DATA FOR THIS TASK START

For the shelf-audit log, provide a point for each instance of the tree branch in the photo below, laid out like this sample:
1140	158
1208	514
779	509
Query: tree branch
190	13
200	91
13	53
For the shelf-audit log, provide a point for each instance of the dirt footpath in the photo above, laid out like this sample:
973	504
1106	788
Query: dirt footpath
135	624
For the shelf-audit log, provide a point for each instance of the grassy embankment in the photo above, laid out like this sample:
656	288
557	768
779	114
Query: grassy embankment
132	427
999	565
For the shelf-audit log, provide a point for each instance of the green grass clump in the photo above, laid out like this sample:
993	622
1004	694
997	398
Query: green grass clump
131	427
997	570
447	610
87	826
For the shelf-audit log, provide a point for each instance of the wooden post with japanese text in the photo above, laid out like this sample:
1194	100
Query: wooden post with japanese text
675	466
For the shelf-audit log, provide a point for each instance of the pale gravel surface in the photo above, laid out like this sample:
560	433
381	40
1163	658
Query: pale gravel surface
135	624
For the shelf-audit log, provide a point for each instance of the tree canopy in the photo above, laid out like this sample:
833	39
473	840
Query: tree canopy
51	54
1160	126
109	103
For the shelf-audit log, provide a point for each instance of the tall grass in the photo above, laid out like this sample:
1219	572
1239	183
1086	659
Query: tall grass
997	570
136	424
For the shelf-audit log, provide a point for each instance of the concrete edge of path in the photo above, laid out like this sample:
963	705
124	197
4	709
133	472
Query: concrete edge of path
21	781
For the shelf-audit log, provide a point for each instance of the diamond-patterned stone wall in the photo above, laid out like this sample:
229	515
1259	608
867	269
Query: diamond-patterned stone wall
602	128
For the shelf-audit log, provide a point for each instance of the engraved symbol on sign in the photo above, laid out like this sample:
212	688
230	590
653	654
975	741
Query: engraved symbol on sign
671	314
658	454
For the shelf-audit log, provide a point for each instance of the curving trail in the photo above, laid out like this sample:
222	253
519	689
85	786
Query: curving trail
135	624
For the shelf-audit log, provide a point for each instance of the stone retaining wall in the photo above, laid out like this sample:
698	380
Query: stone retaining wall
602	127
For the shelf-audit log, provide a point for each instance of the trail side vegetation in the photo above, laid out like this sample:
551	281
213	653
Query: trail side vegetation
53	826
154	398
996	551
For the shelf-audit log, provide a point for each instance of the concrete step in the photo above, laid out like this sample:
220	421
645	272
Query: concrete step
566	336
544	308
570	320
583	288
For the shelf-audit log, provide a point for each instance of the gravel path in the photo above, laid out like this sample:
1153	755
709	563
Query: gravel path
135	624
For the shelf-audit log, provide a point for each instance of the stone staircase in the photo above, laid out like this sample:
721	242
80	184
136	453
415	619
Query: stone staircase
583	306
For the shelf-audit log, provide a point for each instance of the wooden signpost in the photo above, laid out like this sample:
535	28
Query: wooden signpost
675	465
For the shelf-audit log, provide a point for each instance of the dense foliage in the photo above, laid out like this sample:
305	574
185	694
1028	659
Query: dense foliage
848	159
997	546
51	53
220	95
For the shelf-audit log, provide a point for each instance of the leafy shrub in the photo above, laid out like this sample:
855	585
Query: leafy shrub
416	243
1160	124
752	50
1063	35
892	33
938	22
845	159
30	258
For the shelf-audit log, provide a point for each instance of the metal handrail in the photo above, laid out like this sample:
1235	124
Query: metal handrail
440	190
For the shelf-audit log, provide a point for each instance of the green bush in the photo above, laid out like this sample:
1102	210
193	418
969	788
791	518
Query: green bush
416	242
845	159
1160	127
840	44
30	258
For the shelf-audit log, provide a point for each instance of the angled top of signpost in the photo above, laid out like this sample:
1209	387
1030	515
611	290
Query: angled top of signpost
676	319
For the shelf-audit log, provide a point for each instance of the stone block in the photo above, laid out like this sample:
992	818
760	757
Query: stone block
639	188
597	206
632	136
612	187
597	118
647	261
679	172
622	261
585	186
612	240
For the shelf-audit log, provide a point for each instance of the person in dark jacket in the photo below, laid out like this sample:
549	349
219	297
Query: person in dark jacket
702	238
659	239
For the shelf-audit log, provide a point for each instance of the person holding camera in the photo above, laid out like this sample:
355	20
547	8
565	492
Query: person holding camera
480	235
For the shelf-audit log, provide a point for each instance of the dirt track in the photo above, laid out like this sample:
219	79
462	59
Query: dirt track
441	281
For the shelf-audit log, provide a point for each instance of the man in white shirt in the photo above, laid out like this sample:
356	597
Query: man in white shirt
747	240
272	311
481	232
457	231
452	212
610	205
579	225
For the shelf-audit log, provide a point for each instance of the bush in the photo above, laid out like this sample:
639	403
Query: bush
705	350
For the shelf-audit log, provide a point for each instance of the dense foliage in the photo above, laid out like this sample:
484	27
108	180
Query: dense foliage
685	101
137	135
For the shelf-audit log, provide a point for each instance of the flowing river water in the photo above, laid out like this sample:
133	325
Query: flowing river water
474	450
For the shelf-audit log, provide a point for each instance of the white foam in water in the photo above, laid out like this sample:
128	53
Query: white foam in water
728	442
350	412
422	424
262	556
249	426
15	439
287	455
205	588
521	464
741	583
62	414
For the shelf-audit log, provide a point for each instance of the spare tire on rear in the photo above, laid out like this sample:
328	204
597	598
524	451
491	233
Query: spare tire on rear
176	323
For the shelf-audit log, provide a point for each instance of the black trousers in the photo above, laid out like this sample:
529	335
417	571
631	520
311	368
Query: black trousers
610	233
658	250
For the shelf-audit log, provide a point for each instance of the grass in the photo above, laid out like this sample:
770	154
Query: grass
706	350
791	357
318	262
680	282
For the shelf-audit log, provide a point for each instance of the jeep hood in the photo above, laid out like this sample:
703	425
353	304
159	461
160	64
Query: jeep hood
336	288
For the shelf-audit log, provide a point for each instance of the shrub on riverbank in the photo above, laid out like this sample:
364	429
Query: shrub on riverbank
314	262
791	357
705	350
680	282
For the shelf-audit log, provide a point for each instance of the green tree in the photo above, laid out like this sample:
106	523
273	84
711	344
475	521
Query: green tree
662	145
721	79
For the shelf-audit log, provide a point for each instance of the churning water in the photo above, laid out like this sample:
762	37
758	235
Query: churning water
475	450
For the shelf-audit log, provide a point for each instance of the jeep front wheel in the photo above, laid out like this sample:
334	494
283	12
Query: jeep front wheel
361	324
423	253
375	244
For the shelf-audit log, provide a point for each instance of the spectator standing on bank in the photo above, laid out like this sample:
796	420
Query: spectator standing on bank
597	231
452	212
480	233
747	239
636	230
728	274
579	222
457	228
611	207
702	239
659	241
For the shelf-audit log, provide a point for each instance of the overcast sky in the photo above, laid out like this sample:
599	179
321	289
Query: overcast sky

DATA FOR THIS TASK END

PROBLEM STATEMENT —
Find the lines in the data that include "overcast", then copy each of them.

THE ANSWER —
For the shelf-audit log, provide a point for each instance of the overcast sky in the photo above, laid out like this sample:
Query: overcast sky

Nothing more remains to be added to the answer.